++++ Texto para análise ++++

Foi por volta de 1890 que esse respeito se perdeu de vez, dando lugar a um clima de tensão quando Borden resolveu colocar várias de suas propriedades no nome da esposa.
Na manhã de 4 de agosto de 1892, Borden chegou em casa para o almoço e perguntou a Bridget Sullivan, uma empregada irlandesa, se ela tinha visto Abby. Com a resposta negativa, Lizzie, que descia as escadas, disse que a esposa do pai saiu logo depois dele, tendo recebido um bilhete de um amigo.
O patriarca estava na sala quando Bridget o comunicou que não estava se sentindo bem, possivelmente em decorrência de um resfriado, e foi se deitar um pouco em seu quarto, onde teria cochilado. Ela disse que só despertou após ouvir os gritos apavorados de Lizzie dizendo que o pai estava morto.
Lizzie relatou que encontrou o pai esparramado como uma boneca no sofá da sala, com sangue por toda parte. O rosto dele estava tão desfigurado que os olhos tinham sido partidos e estavam caídos perto do ombro direito em uma pasta sanguinolenta. O homem foi atingido 11 vezes por uma machadinha. Abby foi encontrada em seu quarto, caída de bruços em uma poça de seu próprio sangue. Ela tinha sido golpeada acima da orelha 19 vezes com a mesma arma.

++++ Itens fornecidos ++++

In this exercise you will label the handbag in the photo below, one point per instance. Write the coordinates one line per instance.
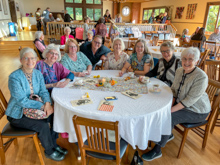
(136, 159)
(35, 113)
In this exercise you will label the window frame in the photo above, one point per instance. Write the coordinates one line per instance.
(84, 6)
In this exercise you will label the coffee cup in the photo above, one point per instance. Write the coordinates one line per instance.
(155, 87)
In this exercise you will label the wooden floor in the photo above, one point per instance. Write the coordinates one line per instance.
(25, 153)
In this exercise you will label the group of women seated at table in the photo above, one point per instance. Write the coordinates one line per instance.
(188, 83)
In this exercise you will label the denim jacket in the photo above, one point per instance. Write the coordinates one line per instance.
(20, 92)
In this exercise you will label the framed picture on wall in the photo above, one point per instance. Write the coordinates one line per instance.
(5, 7)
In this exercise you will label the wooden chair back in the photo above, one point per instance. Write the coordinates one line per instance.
(212, 70)
(97, 136)
(203, 57)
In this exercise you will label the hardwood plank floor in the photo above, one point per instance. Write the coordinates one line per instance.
(25, 153)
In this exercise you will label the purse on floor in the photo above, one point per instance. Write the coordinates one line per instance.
(35, 113)
(136, 159)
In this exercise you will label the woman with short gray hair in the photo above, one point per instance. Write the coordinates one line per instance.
(66, 35)
(39, 42)
(52, 70)
(166, 67)
(190, 101)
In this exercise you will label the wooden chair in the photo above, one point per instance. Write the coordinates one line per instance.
(11, 133)
(97, 144)
(213, 86)
(203, 57)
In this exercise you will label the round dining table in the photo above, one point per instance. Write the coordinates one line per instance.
(140, 120)
(155, 51)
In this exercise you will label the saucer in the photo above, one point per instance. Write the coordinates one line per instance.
(153, 91)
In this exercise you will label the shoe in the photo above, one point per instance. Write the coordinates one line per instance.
(170, 138)
(56, 155)
(151, 155)
(61, 150)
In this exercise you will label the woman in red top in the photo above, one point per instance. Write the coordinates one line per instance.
(65, 37)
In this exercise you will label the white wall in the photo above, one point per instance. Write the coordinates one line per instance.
(183, 23)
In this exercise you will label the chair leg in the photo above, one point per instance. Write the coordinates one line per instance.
(36, 142)
(183, 142)
(2, 151)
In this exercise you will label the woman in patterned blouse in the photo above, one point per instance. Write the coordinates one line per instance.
(140, 61)
(117, 58)
(74, 60)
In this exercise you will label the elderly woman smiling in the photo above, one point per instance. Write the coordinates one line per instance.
(166, 67)
(116, 59)
(190, 101)
(140, 61)
(74, 60)
(23, 83)
(52, 70)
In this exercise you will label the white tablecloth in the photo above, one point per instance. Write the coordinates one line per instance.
(155, 51)
(146, 118)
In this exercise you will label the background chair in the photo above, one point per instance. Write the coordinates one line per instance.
(97, 144)
(196, 127)
(12, 133)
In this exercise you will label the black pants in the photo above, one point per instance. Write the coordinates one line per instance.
(38, 25)
(45, 131)
(182, 116)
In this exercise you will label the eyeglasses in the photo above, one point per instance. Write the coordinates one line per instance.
(54, 54)
(165, 51)
(97, 43)
(185, 59)
(29, 58)
(72, 47)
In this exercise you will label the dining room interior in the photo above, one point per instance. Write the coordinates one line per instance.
(102, 94)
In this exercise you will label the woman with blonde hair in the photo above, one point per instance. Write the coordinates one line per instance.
(140, 61)
(116, 59)
(74, 60)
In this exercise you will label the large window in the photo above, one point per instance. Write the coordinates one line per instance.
(148, 11)
(78, 9)
(212, 18)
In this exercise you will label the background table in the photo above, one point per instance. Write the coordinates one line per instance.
(155, 51)
(146, 118)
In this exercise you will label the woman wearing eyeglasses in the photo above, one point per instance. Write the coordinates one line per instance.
(52, 70)
(74, 60)
(23, 83)
(166, 67)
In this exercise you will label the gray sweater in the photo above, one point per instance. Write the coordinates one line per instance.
(192, 93)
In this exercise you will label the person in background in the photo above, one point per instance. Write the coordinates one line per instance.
(39, 42)
(215, 36)
(86, 28)
(151, 19)
(38, 19)
(94, 50)
(116, 59)
(118, 18)
(164, 17)
(74, 60)
(52, 70)
(140, 61)
(90, 36)
(66, 36)
(190, 101)
(107, 16)
(23, 83)
(166, 67)
(200, 36)
(197, 29)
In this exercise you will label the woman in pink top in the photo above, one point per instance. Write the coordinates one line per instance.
(65, 37)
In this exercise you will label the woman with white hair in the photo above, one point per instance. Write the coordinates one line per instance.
(52, 70)
(24, 83)
(116, 59)
(39, 42)
(66, 35)
(190, 101)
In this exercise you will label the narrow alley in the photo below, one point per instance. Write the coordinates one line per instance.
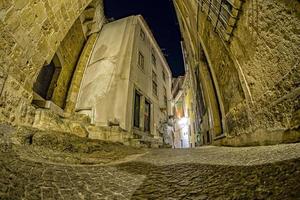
(149, 99)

++++

**Instruções do exercício:** Dê continuidade ao texto sobre as mortes de Borden e Abby, começando logo após a última frase.

**Resposta do exercício:**
A investigação policial encontrou no porão uma machadinha com o cabo quebrado, usada por Borden no dia anterior para matar pombos no celeiro. Ela foi considerada a arma do crime, e a polícia suspeitava que o cabo tinha sido cortado por estar sujo de sangue, mas fora isso não havia evidências. Na época, testes para detectar impressões digitais já estavam sendo feitos na Europa, mas os estadunidenses não acreditavam que era um método confiável e se recusaram a realizá-lo no objeto.
Em testemunho, a história de Lizzie não fechava e era contraditória. Ela disse que estava no celeiro quando ouviu o primeiro grito, mas os médicos atestaram que Abby morreu por volta das 9h, antes de Borden sair. Bridget não sabia de nada nem tinha visto qualquer coisa. Emma, a irmã, não estava na cidade. Os policiais não periciaram a casa, pois Lizzie disse que não estava se sentindo bem. A princípio, eles não tinham motivos para suspeitar da professora de 30 anos de idade, rica e adorada. Quando isso aconteceu, já era tarde demais.
Com a falta de provas, a mulher foi absolvida em 20 de junho de 1893, criando um furor ainda maior. Os assassinatos grotescos já tinham sido banalizados pela mídia e se tornado sinônimo de atração. Foram especulados romance lésbico, vingança, abusos sexuais e complô. A mansão chegou a ser invadida por pessoas que queriam levar um pedaço do local como recordação.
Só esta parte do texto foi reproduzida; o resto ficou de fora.